* Ausgangstext
○ ○ ○ ○ ○
Erfurt. Auch ohne The Smiths kann Johnny Marr gute Songs schreiben. Bester Beweis: seine dekadenspannende Best of. Mick Flannery und The Paper Kites haben ebenfalls neue Alben veröffentlicht, wir haben reingehört.
Spät, aber mit Schmackes: Erst im Jahr 2013 und im Alter von 50 veröffentlichte Johnny Marr sein erstes Solo-Album. Untätig war der ehemalige Gitarrist und – neben Morrisey – Songschreiber von The Smiths nach dem Aus seiner berühmten Band nicht, musizierte die meiste Zeit aber im Verbund mit Kollegen.
Einen Überblick über das Schaffen des gefragten Gitarristen aus den vergangenen zehn Jahren bietet die Best of „Spirit Power“ mit 16 Tracks, darunter Songs von allen vier Solo-Platten, Nicht-Album-Singles sowie ein launiges Cover von Depeche Modes „I feel you“, das ursprünglich nur zum Record Store Day 2015 veröffentlicht wurde und mit beachtlicher Gesangsleistung Marrs. Zwei neue Songs fügen sich perfekt ein in die Riege der hymnischen und durchaus tanzbaren Stücke des introvertierten Musikers.
Mick Flannery schöpft aus großer Bandbreite
Mit Duetten kennt er sich aus: Der irische Musiker Mick Flannery hat vor zwei Jahren ein Balladenalbum mit der Sängerin Susan O’Neill veröffentlicht. Auf seinem neuen, inzwischen achten Werk „Goodtime Charlie“ finden sich immerhin drei Duette, erneut mit Frauen: Valerie June, Tianna Esperanza und Anaïs Mitchel.
Trotz vieler toller entschleunigter Momente ist es kein Balladen-Album geworden. Flannery croont sich mit seiner eindringlichen Stimme durch Americana, Gospel, Folk und Blues, auch mal mit Memphis-Horns. Zu Recht ein Star in seiner Heimat.
○ ○ ○ ○ ○
* Aufgabenziel
Gib aus der Albenbesprechung alles von „Einen Überblick über“ bis hinunter zu „und Anaïs Mitchel.“ wortgetreu wieder. Die folgenden Zeilen werden nicht gebraucht.
○ ○ ○ ○ ○
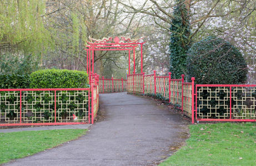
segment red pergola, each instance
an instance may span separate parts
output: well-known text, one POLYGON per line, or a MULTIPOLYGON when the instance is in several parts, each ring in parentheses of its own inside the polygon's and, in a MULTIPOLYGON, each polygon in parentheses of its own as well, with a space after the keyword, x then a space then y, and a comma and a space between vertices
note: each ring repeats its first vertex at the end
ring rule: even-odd
POLYGON ((102 40, 96 40, 91 39, 93 42, 87 42, 88 45, 86 46, 87 48, 85 50, 87 52, 87 73, 91 74, 91 72, 94 73, 94 51, 128 51, 128 69, 129 74, 130 74, 130 51, 133 52, 133 74, 135 74, 135 48, 137 46, 140 46, 140 69, 141 73, 143 72, 143 53, 142 45, 145 42, 139 42, 139 40, 142 40, 139 39, 137 40, 131 40, 129 38, 126 39, 124 37, 116 37, 113 38, 103 38, 102 40), (92 64, 91 64, 91 61, 92 64), (92 69, 91 69, 92 66, 92 69))

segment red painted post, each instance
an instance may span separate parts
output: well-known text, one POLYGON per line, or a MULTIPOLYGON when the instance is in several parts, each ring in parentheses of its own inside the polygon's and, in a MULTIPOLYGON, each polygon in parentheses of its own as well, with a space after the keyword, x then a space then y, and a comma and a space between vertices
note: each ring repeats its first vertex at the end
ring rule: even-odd
POLYGON ((19 91, 19 123, 21 123, 22 121, 21 121, 21 111, 22 111, 22 108, 21 108, 21 92, 22 91, 19 91))
POLYGON ((94 72, 94 50, 93 50, 93 47, 92 48, 92 72, 94 72))
POLYGON ((92 80, 91 81, 91 90, 92 91, 92 97, 91 97, 91 100, 92 100, 92 107, 91 107, 91 115, 92 115, 92 124, 93 124, 93 122, 94 122, 94 96, 93 96, 93 88, 94 88, 94 80, 92 80))
POLYGON ((154 94, 157 95, 157 85, 155 84, 155 70, 154 70, 154 94))
POLYGON ((54 122, 56 123, 56 90, 54 91, 54 122))
POLYGON ((192 124, 194 124, 194 80, 195 77, 192 77, 191 80, 192 80, 192 124))
MULTIPOLYGON (((91 47, 89 50, 89 74, 91 75, 91 47)), ((90 78, 91 79, 91 78, 90 78)), ((91 80, 89 80, 91 81, 91 80)))
POLYGON ((135 73, 133 72, 133 94, 134 94, 134 74, 135 73))
POLYGON ((143 56, 142 54, 142 44, 140 44, 140 68, 141 73, 143 72, 143 56))
POLYGON ((164 96, 165 96, 165 78, 164 77, 164 96))
POLYGON ((143 72, 143 95, 145 94, 145 82, 144 82, 144 78, 145 77, 145 72, 143 72))
POLYGON ((87 71, 87 75, 89 74, 88 72, 88 49, 86 50, 86 51, 87 51, 87 68, 86 68, 86 71, 87 71))
POLYGON ((121 78, 122 79, 122 92, 123 92, 123 77, 121 78))
POLYGON ((160 82, 160 78, 159 77, 159 94, 161 94, 161 86, 160 86, 161 84, 160 82))
MULTIPOLYGON (((91 83, 91 81, 89 82, 89 84, 90 84, 90 86, 92 86, 92 84, 91 83)), ((88 92, 88 123, 90 123, 90 119, 91 119, 90 118, 90 116, 91 115, 91 113, 90 113, 90 110, 91 110, 91 109, 90 109, 90 105, 91 105, 91 102, 90 101, 91 101, 91 97, 90 96, 90 94, 91 94, 90 91, 91 91, 91 88, 89 88, 89 91, 88 92)))
POLYGON ((135 74, 135 47, 133 47, 133 74, 135 74))
POLYGON ((183 113, 183 83, 184 83, 184 77, 185 75, 184 74, 182 74, 182 113, 183 113))
POLYGON ((104 93, 104 76, 102 76, 102 89, 104 93))
POLYGON ((169 103, 170 102, 170 75, 172 72, 169 72, 169 103))
POLYGON ((112 79, 112 92, 114 92, 114 80, 113 79, 113 77, 111 77, 112 79))

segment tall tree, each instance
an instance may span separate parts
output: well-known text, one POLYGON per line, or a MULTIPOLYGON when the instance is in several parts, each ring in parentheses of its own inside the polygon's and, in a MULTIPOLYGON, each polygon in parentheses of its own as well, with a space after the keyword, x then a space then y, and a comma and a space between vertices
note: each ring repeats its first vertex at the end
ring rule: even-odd
POLYGON ((190 34, 189 10, 184 0, 177 0, 170 24, 170 70, 172 76, 178 79, 185 72, 187 68, 187 51, 189 46, 190 34))

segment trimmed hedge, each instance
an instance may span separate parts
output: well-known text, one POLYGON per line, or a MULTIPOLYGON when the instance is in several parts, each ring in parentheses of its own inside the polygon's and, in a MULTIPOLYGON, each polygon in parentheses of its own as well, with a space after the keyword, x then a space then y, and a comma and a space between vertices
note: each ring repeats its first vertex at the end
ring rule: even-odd
POLYGON ((0 75, 0 89, 22 89, 29 86, 29 76, 28 75, 0 75))
POLYGON ((240 84, 247 79, 247 68, 239 51, 229 42, 209 37, 194 43, 188 51, 188 80, 196 84, 240 84))
POLYGON ((30 76, 30 88, 82 88, 88 87, 86 71, 47 69, 33 72, 30 76))

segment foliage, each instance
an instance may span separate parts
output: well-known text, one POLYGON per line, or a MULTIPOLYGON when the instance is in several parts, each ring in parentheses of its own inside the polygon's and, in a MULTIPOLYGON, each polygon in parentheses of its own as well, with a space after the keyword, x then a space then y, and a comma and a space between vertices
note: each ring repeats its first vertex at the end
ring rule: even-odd
POLYGON ((30 74, 39 68, 38 63, 31 55, 19 58, 13 54, 5 54, 0 57, 0 72, 3 74, 30 74))
MULTIPOLYGON (((223 39, 209 37, 188 51, 188 78, 196 84, 239 84, 246 80, 247 64, 239 50, 223 39)), ((189 79, 188 79, 189 80, 189 79)))
MULTIPOLYGON (((89 84, 88 80, 88 75, 86 72, 77 70, 59 70, 59 69, 47 69, 41 70, 32 72, 30 76, 29 86, 31 88, 40 89, 40 88, 83 88, 87 87, 89 84)), ((63 91, 63 94, 61 96, 58 97, 58 100, 62 101, 62 103, 70 103, 68 101, 70 100, 70 96, 74 95, 76 92, 74 91, 68 91, 68 94, 66 94, 66 91, 63 91)), ((42 91, 36 91, 36 93, 39 96, 39 94, 42 91)), ((34 100, 35 97, 31 95, 28 95, 26 100, 31 101, 34 100)), ((76 97, 76 100, 78 103, 83 103, 83 101, 86 99, 86 97, 82 94, 78 95, 76 97)), ((38 98, 38 100, 40 100, 38 98)), ((43 100, 46 103, 48 103, 51 101, 52 98, 49 96, 48 94, 45 94, 43 100)), ((52 105, 51 108, 54 110, 54 105, 52 105)), ((70 110, 75 110, 77 108, 77 105, 72 102, 68 105, 68 108, 70 110)), ((88 107, 88 106, 87 106, 88 107)), ((43 108, 43 106, 40 103, 37 103, 35 107, 37 108, 37 111, 43 110, 44 112, 41 113, 44 116, 44 120, 49 120, 51 118, 51 113, 49 111, 43 108)), ((56 105, 56 109, 62 108, 61 106, 58 103, 56 105)), ((66 117, 69 115, 67 112, 67 110, 62 110, 60 113, 60 115, 62 117, 62 119, 66 119, 66 117)), ((39 116, 39 115, 38 115, 39 116)), ((85 116, 85 112, 83 112, 82 110, 79 110, 78 116, 83 117, 85 116)), ((52 119, 52 121, 54 121, 52 119)), ((59 120, 58 118, 57 120, 59 120)), ((36 121, 37 122, 37 121, 36 121)))
POLYGON ((159 165, 254 165, 255 123, 189 126, 186 146, 159 165))
POLYGON ((27 75, 0 75, 0 89, 28 88, 29 80, 27 75))
POLYGON ((76 139, 86 131, 67 129, 0 133, 0 164, 76 139))
POLYGON ((77 70, 47 69, 32 72, 31 88, 79 88, 89 84, 86 72, 77 70))
POLYGON ((171 32, 170 71, 172 77, 178 79, 186 71, 187 51, 189 48, 189 20, 184 0, 178 0, 173 11, 171 32))

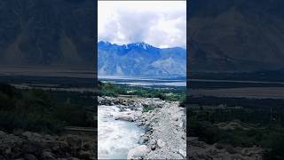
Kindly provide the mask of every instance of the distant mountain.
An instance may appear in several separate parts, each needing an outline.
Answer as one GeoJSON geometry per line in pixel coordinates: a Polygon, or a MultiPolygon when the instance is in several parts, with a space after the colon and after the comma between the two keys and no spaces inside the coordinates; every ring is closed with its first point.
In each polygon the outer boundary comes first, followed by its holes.
{"type": "Polygon", "coordinates": [[[146,43],[123,45],[98,43],[99,76],[185,76],[186,52],[146,43]]]}
{"type": "Polygon", "coordinates": [[[96,2],[0,1],[0,66],[94,68],[96,2]]]}
{"type": "Polygon", "coordinates": [[[195,0],[187,8],[192,72],[284,68],[283,0],[195,0]]]}

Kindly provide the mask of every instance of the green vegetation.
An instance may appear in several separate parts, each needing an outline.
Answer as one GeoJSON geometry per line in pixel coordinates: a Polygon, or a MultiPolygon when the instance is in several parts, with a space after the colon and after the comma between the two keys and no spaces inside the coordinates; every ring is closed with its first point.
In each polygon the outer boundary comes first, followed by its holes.
{"type": "Polygon", "coordinates": [[[146,98],[160,98],[164,100],[184,101],[185,100],[185,91],[178,89],[153,89],[134,87],[127,85],[114,85],[111,83],[99,82],[99,96],[116,97],[122,95],[138,95],[146,98]]]}
{"type": "Polygon", "coordinates": [[[0,129],[57,132],[64,126],[93,126],[91,93],[18,90],[0,84],[0,129]]]}
{"type": "Polygon", "coordinates": [[[284,158],[284,100],[202,97],[188,101],[187,136],[217,143],[228,152],[258,146],[265,149],[264,159],[284,158]]]}

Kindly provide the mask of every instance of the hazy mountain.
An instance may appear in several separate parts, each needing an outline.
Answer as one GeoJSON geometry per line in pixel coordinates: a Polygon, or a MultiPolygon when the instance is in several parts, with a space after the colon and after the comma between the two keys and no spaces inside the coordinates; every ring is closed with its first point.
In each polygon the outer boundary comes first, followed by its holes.
{"type": "Polygon", "coordinates": [[[94,68],[92,0],[0,1],[0,66],[94,68]]]}
{"type": "Polygon", "coordinates": [[[189,1],[191,71],[283,68],[283,0],[189,1]]]}
{"type": "Polygon", "coordinates": [[[186,52],[146,43],[123,45],[98,43],[99,76],[185,76],[186,52]]]}

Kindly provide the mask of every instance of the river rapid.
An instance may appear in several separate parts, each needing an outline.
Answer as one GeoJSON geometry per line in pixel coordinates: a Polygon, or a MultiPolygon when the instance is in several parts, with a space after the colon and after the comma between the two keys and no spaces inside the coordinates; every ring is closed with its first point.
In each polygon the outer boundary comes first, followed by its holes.
{"type": "Polygon", "coordinates": [[[143,130],[135,123],[114,120],[121,113],[116,106],[98,108],[98,158],[126,159],[129,150],[138,146],[143,130]]]}

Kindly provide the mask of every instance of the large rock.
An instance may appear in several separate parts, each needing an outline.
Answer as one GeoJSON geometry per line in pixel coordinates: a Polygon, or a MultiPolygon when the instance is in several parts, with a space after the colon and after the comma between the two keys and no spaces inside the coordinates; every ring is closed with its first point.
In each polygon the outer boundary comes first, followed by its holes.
○ ○ ○ ○ ○
* Lösung
Einen Überblick über das Schaffen des gefragten Gitarristen aus den vergangenen zehn Jahren bietet die Best of „Spirit Power“ mit 16 Tracks, darunter Songs von allen vier Solo-Platten, Nicht-Album-Singles sowie ein launiges Cover von Depeche Modes „I feel you“, das ursprünglich nur zum Record Store Day 2015 veröffentlicht wurde und mit beachtlicher Gesangsleistung Marrs. Zwei neue Songs fügen sich perfekt ein in die Riege der hymnischen und durchaus tanzbaren Stücke des introvertierten Musikers.
Mick Flannery schöpft aus großer Bandbreite
Mit Duetten kennt er sich aus: Der irische Musiker Mick Flannery hat vor zwei Jahren ein Balladenalbum mit der Sängerin Susan O’Neill veröffentlicht. Auf seinem neuen, inzwischen achten Werk „Goodtime Charlie“ finden sich immerhin drei Duette, erneut mit Frauen: Valerie June, Tianna Esperanza und Anaïs Mitchel.